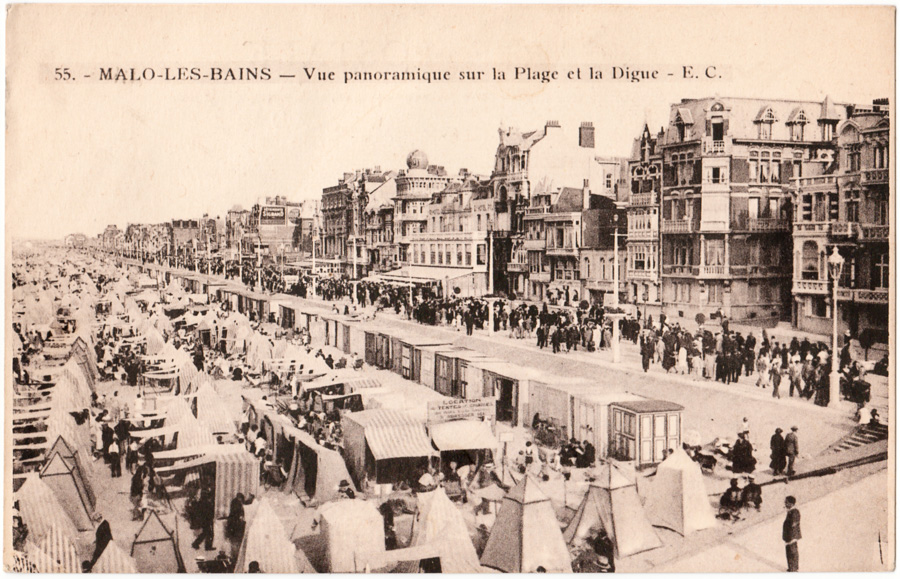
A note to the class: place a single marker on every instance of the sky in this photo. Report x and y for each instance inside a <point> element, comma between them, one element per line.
<point>85,153</point>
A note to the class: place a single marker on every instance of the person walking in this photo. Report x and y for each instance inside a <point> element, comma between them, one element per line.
<point>790,533</point>
<point>776,445</point>
<point>791,449</point>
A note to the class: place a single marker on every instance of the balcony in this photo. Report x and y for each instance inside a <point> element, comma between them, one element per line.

• _Task brief_: Set down the text of every item above word for word, leaving out the pictures.

• _Exercise answer_:
A note to the class: place a single marker on every instance of the sky in this photo. Report x and y for each instance inside a <point> element, comma between them, one element per line.
<point>85,153</point>
A note to the class: place a single marker on every instance of the person walking in this photo. Report x and y for each instance inside a <point> element, comma between them, one element per line.
<point>790,533</point>
<point>776,445</point>
<point>791,449</point>
A note to the class: place a single marker on every instance of the balcony in this photo. Report x and y for each instance inside a <point> element, comma between them, one element per line.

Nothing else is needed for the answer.